- TASK TO CARRY OUT -
Search the records below for "building" and copy every line it turns up in.

Image-grounded pointing data:
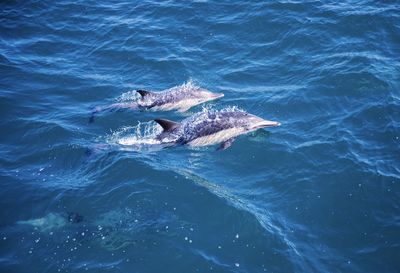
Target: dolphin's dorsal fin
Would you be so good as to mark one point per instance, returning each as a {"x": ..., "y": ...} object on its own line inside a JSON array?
[
  {"x": 143, "y": 93},
  {"x": 167, "y": 125}
]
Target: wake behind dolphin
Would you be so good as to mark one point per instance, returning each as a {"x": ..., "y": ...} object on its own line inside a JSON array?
[
  {"x": 180, "y": 98},
  {"x": 208, "y": 127}
]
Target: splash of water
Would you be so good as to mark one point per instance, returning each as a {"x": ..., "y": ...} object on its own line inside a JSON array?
[{"x": 144, "y": 133}]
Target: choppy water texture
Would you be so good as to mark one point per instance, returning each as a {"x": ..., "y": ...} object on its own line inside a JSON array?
[{"x": 318, "y": 194}]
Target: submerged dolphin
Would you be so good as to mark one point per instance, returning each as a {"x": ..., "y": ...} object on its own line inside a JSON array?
[
  {"x": 180, "y": 98},
  {"x": 211, "y": 127}
]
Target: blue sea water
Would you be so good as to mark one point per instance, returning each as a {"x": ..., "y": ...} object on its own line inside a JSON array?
[{"x": 318, "y": 194}]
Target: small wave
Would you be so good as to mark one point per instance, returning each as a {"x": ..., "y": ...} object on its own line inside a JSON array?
[{"x": 144, "y": 133}]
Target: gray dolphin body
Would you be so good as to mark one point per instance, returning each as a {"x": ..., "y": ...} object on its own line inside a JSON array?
[
  {"x": 180, "y": 98},
  {"x": 211, "y": 127}
]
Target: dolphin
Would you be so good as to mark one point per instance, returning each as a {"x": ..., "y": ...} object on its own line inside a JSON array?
[
  {"x": 180, "y": 98},
  {"x": 211, "y": 127},
  {"x": 52, "y": 221}
]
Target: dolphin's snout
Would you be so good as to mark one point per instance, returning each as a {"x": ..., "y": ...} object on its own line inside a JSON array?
[{"x": 266, "y": 123}]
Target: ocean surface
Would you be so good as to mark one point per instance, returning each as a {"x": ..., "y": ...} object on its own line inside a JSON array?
[{"x": 320, "y": 193}]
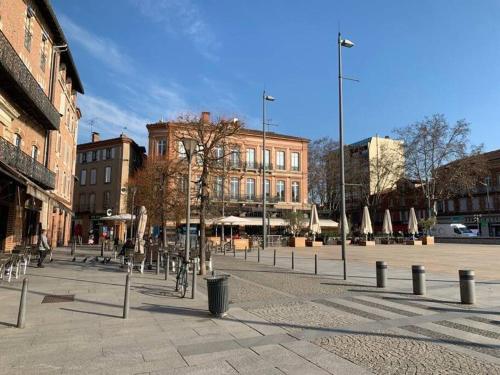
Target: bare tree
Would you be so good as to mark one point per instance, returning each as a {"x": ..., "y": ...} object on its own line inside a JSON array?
[
  {"x": 214, "y": 141},
  {"x": 429, "y": 146}
]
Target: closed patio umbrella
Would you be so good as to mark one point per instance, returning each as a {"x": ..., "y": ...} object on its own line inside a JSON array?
[
  {"x": 314, "y": 225},
  {"x": 387, "y": 226},
  {"x": 412, "y": 223},
  {"x": 366, "y": 223}
]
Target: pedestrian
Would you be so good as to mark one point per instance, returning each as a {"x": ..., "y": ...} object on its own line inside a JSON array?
[{"x": 43, "y": 247}]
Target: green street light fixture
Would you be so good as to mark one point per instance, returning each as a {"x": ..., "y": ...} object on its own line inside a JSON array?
[
  {"x": 265, "y": 98},
  {"x": 347, "y": 44},
  {"x": 189, "y": 149}
]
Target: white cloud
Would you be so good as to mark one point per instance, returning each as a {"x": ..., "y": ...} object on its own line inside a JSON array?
[
  {"x": 100, "y": 48},
  {"x": 182, "y": 17}
]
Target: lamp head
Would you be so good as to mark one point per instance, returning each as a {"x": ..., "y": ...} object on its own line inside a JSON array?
[{"x": 346, "y": 43}]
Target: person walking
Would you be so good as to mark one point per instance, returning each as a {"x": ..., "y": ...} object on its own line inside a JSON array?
[{"x": 43, "y": 247}]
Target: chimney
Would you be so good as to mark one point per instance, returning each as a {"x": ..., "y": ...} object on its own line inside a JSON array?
[{"x": 205, "y": 117}]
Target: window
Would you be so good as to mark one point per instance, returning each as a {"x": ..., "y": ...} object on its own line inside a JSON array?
[
  {"x": 106, "y": 200},
  {"x": 267, "y": 158},
  {"x": 43, "y": 51},
  {"x": 83, "y": 177},
  {"x": 235, "y": 188},
  {"x": 463, "y": 204},
  {"x": 218, "y": 187},
  {"x": 280, "y": 160},
  {"x": 93, "y": 176},
  {"x": 250, "y": 158},
  {"x": 162, "y": 147},
  {"x": 235, "y": 158},
  {"x": 267, "y": 187},
  {"x": 295, "y": 161},
  {"x": 17, "y": 140},
  {"x": 295, "y": 192},
  {"x": 250, "y": 188},
  {"x": 107, "y": 175},
  {"x": 28, "y": 28},
  {"x": 280, "y": 190},
  {"x": 82, "y": 202},
  {"x": 34, "y": 152},
  {"x": 92, "y": 202}
]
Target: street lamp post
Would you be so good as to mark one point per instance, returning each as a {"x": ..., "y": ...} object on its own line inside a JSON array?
[
  {"x": 348, "y": 44},
  {"x": 265, "y": 98},
  {"x": 189, "y": 148}
]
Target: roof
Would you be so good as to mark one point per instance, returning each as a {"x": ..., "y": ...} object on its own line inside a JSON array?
[
  {"x": 161, "y": 124},
  {"x": 66, "y": 56}
]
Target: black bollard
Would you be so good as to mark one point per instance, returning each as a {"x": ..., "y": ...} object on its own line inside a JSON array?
[
  {"x": 467, "y": 287},
  {"x": 126, "y": 302},
  {"x": 381, "y": 268},
  {"x": 21, "y": 317},
  {"x": 418, "y": 276}
]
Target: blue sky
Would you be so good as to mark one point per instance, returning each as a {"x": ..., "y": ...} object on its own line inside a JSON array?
[{"x": 142, "y": 60}]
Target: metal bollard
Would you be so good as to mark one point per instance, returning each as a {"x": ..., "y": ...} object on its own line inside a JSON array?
[
  {"x": 467, "y": 287},
  {"x": 418, "y": 275},
  {"x": 126, "y": 302},
  {"x": 193, "y": 288},
  {"x": 381, "y": 267},
  {"x": 21, "y": 317}
]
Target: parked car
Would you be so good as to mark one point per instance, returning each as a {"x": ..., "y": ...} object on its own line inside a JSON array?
[{"x": 452, "y": 230}]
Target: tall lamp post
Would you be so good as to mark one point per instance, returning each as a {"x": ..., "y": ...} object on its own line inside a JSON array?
[
  {"x": 265, "y": 98},
  {"x": 348, "y": 44},
  {"x": 189, "y": 148}
]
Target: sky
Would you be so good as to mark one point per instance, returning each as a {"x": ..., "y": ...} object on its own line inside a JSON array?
[{"x": 145, "y": 60}]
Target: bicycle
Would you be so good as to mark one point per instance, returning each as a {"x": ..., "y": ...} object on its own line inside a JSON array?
[{"x": 182, "y": 277}]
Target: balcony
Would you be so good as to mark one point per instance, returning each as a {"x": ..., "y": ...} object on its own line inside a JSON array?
[
  {"x": 20, "y": 85},
  {"x": 25, "y": 164}
]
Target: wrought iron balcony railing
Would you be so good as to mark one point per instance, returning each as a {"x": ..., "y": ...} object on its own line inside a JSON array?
[{"x": 25, "y": 164}]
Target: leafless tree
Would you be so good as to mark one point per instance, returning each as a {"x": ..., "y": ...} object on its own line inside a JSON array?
[{"x": 432, "y": 144}]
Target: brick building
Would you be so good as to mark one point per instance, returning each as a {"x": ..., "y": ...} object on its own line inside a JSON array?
[
  {"x": 240, "y": 190},
  {"x": 103, "y": 169},
  {"x": 38, "y": 124}
]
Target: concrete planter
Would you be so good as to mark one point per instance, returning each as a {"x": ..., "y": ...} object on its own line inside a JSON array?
[
  {"x": 297, "y": 242},
  {"x": 428, "y": 240},
  {"x": 366, "y": 243},
  {"x": 414, "y": 242}
]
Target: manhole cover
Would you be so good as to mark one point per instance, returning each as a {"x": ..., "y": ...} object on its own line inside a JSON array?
[{"x": 58, "y": 298}]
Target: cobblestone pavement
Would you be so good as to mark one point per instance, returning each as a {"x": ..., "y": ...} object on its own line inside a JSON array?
[{"x": 399, "y": 355}]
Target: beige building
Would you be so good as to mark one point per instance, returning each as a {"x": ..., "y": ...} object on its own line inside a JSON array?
[
  {"x": 241, "y": 188},
  {"x": 38, "y": 124},
  {"x": 103, "y": 170}
]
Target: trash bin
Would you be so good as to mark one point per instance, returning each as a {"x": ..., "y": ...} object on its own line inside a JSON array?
[{"x": 218, "y": 294}]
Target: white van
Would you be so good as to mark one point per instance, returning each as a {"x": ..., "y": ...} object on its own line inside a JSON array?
[{"x": 452, "y": 230}]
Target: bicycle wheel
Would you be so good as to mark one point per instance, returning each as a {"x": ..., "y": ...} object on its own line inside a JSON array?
[{"x": 183, "y": 283}]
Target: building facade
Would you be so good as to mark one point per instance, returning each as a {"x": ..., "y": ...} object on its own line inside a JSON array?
[
  {"x": 481, "y": 208},
  {"x": 38, "y": 124},
  {"x": 103, "y": 170},
  {"x": 240, "y": 188}
]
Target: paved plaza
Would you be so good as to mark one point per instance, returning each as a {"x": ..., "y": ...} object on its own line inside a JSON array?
[{"x": 280, "y": 321}]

- TASK SOLUTION -
Target: brick building
Target: beige building
Target: building facade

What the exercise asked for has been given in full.